SOURCE DATA:
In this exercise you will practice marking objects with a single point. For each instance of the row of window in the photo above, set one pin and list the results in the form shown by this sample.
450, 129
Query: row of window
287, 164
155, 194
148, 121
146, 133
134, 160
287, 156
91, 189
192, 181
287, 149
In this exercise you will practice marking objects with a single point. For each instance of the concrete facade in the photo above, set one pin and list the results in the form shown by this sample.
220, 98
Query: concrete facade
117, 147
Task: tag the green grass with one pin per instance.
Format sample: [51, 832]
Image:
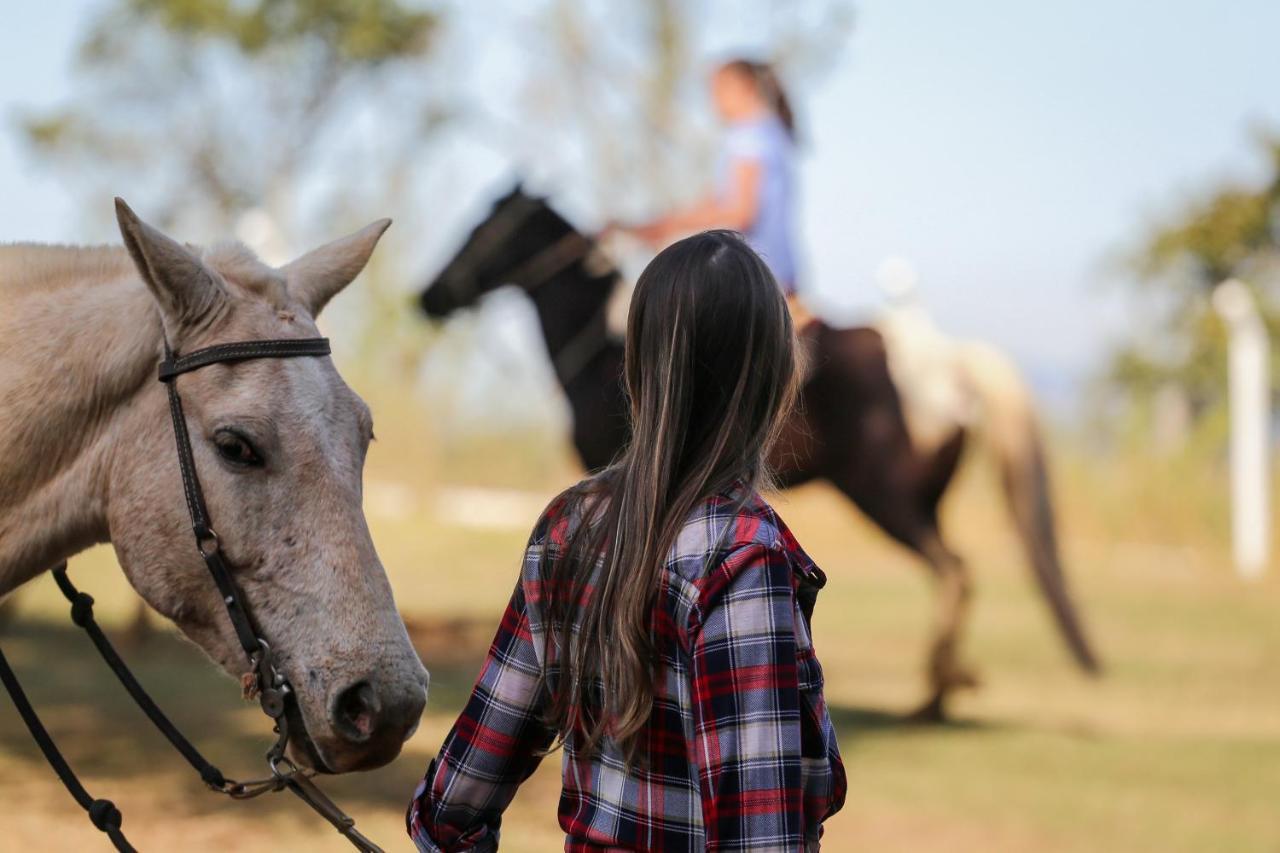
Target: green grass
[1176, 748]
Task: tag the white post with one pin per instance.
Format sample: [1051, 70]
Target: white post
[1249, 400]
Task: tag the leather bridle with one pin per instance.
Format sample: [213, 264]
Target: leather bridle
[264, 680]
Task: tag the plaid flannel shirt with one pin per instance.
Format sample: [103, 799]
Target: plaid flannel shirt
[740, 752]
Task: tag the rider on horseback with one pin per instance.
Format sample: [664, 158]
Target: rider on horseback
[755, 181]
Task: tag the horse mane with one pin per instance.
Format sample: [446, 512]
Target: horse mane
[49, 267]
[40, 267]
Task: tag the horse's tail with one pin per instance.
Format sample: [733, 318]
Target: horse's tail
[1011, 430]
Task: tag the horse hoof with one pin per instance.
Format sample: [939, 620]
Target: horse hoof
[932, 712]
[963, 678]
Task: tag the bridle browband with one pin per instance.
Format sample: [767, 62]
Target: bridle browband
[264, 680]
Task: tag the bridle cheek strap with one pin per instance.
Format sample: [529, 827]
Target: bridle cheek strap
[206, 538]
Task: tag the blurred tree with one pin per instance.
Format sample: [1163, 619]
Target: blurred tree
[1228, 232]
[200, 110]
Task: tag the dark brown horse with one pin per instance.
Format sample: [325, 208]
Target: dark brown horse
[849, 428]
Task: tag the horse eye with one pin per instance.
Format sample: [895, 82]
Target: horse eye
[236, 448]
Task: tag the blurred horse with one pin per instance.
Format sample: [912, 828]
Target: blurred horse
[279, 446]
[849, 429]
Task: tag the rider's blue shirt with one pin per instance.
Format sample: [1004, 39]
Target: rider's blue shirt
[767, 142]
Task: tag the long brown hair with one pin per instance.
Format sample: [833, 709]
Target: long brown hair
[709, 369]
[768, 85]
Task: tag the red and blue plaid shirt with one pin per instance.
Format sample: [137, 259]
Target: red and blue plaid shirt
[740, 752]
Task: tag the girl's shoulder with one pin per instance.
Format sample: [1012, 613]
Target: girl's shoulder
[730, 521]
[566, 511]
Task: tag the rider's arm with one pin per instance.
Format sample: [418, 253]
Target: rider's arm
[735, 209]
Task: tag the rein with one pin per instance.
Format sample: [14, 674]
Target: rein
[264, 680]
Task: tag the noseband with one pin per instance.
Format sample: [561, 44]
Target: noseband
[264, 680]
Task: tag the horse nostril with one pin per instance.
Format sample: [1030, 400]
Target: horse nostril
[355, 712]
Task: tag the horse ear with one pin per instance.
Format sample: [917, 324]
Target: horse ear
[320, 274]
[181, 283]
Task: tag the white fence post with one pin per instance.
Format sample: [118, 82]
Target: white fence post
[1249, 401]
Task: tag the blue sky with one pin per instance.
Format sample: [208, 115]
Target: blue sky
[1008, 149]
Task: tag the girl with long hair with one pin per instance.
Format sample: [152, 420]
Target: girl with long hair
[659, 630]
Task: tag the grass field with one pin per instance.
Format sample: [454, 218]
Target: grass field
[1178, 748]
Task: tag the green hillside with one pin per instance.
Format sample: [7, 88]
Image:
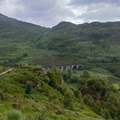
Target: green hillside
[29, 91]
[65, 43]
[34, 93]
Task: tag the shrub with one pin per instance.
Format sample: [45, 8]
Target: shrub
[28, 88]
[15, 115]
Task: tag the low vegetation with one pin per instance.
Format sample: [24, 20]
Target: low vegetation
[34, 93]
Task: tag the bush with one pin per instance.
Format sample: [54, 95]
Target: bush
[74, 79]
[15, 115]
[28, 88]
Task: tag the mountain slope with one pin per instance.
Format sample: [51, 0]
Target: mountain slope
[65, 43]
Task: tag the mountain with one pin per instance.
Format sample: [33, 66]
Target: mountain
[66, 43]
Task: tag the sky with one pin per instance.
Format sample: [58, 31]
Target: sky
[48, 13]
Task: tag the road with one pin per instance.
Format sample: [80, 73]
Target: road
[5, 72]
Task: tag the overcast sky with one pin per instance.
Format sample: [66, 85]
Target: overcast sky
[50, 12]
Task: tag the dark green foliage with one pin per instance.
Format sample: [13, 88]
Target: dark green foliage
[55, 78]
[28, 88]
[68, 100]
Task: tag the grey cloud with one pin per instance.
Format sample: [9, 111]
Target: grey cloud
[43, 12]
[88, 2]
[100, 13]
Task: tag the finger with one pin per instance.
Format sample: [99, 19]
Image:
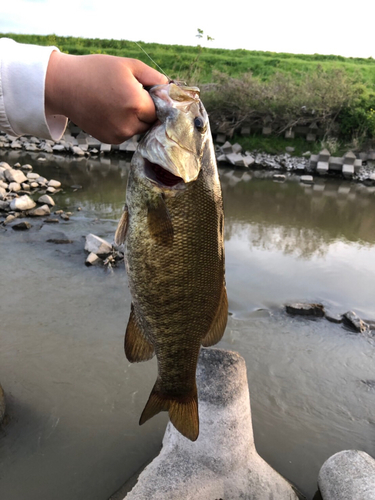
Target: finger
[147, 76]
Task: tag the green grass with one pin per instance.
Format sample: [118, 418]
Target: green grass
[179, 61]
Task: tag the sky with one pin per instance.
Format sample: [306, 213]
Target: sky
[295, 26]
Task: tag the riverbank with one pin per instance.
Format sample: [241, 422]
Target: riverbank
[357, 166]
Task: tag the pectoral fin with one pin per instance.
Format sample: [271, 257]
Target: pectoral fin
[159, 222]
[137, 347]
[219, 323]
[122, 227]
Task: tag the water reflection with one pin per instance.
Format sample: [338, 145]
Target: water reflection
[76, 399]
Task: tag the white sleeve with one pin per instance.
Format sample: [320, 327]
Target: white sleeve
[23, 70]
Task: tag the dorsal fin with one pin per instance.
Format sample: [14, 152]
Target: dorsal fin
[219, 323]
[137, 347]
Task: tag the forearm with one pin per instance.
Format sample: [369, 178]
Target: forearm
[23, 71]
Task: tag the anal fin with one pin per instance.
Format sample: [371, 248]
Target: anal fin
[219, 323]
[183, 411]
[137, 347]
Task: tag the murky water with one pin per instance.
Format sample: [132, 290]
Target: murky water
[74, 400]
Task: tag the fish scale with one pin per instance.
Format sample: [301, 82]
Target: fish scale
[175, 254]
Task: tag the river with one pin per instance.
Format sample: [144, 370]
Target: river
[74, 400]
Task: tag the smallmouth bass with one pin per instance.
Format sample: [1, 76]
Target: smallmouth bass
[172, 227]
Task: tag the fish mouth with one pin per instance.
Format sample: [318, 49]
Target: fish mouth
[160, 175]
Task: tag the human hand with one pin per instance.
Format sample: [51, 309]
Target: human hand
[102, 94]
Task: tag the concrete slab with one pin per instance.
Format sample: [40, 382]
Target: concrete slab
[223, 462]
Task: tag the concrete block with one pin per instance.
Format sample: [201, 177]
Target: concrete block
[336, 163]
[349, 158]
[289, 134]
[235, 159]
[222, 462]
[348, 171]
[245, 131]
[220, 138]
[348, 475]
[266, 130]
[105, 148]
[227, 148]
[357, 165]
[313, 161]
[307, 179]
[237, 148]
[322, 167]
[324, 155]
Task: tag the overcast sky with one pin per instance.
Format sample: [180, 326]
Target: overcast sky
[298, 26]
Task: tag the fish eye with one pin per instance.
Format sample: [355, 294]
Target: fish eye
[199, 125]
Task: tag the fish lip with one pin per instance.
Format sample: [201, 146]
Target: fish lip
[154, 173]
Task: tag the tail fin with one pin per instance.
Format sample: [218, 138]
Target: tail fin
[183, 411]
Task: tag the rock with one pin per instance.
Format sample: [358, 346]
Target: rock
[53, 183]
[2, 404]
[22, 226]
[348, 475]
[40, 211]
[9, 218]
[27, 166]
[22, 203]
[59, 241]
[42, 181]
[76, 150]
[227, 148]
[32, 175]
[223, 462]
[46, 200]
[333, 318]
[93, 259]
[353, 321]
[13, 175]
[316, 310]
[14, 186]
[279, 177]
[307, 179]
[97, 245]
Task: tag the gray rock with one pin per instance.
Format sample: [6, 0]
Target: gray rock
[22, 203]
[348, 475]
[355, 322]
[316, 310]
[46, 200]
[14, 186]
[13, 175]
[40, 211]
[53, 183]
[32, 175]
[97, 245]
[307, 179]
[223, 462]
[93, 259]
[21, 226]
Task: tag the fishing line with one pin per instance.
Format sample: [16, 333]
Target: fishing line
[156, 64]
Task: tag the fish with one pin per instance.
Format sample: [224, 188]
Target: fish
[173, 231]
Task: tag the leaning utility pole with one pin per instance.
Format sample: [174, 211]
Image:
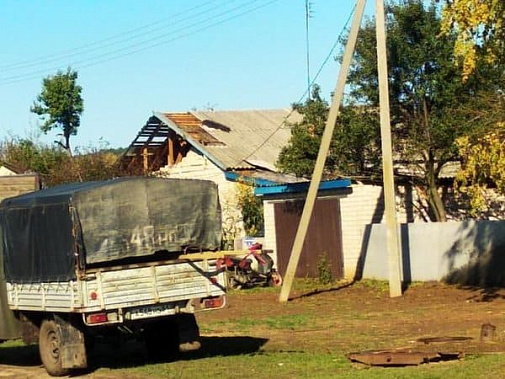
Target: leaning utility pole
[392, 228]
[393, 246]
[323, 152]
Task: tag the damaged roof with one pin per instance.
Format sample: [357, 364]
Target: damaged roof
[235, 139]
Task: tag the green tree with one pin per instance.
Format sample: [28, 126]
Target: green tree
[354, 149]
[30, 155]
[299, 156]
[426, 90]
[60, 105]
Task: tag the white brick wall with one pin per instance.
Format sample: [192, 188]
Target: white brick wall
[363, 207]
[270, 237]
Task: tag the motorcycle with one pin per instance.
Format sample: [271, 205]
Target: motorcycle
[255, 268]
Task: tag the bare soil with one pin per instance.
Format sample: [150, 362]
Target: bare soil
[340, 319]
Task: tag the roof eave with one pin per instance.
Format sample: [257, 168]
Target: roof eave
[191, 141]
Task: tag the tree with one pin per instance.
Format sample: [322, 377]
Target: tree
[354, 147]
[299, 156]
[480, 29]
[483, 154]
[60, 105]
[426, 90]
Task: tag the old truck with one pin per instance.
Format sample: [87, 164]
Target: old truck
[133, 256]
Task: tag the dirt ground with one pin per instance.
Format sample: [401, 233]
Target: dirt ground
[355, 317]
[340, 319]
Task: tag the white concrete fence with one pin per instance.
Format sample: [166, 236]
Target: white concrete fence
[468, 253]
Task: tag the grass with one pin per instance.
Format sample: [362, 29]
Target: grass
[306, 338]
[314, 366]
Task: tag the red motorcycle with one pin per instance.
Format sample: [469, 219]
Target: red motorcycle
[255, 268]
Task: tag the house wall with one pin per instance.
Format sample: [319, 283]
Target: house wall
[365, 206]
[197, 166]
[269, 225]
[13, 185]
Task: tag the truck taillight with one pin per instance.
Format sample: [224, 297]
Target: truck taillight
[213, 302]
[97, 318]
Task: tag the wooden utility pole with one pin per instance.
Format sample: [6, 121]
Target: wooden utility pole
[393, 246]
[323, 152]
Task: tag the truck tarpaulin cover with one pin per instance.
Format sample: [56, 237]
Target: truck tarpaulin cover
[45, 232]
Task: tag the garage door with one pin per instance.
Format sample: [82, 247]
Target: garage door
[323, 236]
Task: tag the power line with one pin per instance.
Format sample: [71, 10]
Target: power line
[151, 43]
[118, 38]
[325, 61]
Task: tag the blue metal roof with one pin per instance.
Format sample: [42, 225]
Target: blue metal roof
[301, 187]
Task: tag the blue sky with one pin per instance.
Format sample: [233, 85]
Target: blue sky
[135, 57]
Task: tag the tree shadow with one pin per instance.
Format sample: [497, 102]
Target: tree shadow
[133, 353]
[483, 245]
[23, 356]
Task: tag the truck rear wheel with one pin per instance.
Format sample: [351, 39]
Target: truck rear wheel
[162, 340]
[50, 344]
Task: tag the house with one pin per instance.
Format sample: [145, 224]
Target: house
[222, 146]
[15, 181]
[228, 147]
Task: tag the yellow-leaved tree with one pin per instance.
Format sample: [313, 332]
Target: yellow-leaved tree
[484, 163]
[480, 29]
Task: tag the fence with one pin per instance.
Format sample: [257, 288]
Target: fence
[469, 252]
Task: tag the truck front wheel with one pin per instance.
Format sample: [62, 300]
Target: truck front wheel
[50, 347]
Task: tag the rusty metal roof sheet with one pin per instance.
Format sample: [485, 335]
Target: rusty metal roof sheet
[250, 138]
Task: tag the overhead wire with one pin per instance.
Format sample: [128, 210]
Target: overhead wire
[325, 61]
[114, 39]
[151, 43]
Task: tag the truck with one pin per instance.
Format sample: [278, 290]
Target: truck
[134, 256]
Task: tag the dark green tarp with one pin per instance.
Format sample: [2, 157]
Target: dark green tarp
[47, 232]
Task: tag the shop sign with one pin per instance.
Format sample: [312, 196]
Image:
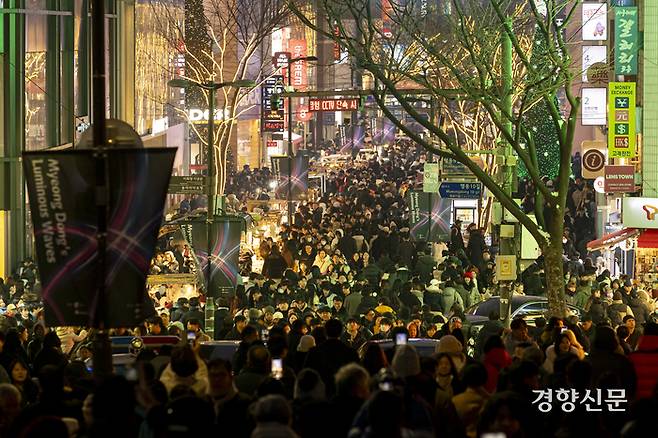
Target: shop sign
[303, 114]
[298, 70]
[640, 212]
[506, 267]
[333, 104]
[621, 132]
[273, 125]
[460, 190]
[595, 22]
[619, 179]
[187, 185]
[593, 55]
[280, 59]
[593, 106]
[626, 40]
[431, 178]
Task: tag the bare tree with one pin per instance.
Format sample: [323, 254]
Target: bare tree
[220, 41]
[455, 54]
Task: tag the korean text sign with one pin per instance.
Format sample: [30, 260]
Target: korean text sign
[626, 40]
[621, 117]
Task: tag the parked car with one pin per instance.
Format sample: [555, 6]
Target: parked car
[528, 307]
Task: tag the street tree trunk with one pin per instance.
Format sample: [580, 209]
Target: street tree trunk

EXERCISE AIM: Each line in the data that holds the string "trunk" should be found and copied.

OUTPUT FOR THIS EXERCISE:
Task: tag the street tree trunk with one pin per instance.
Target: street tree trunk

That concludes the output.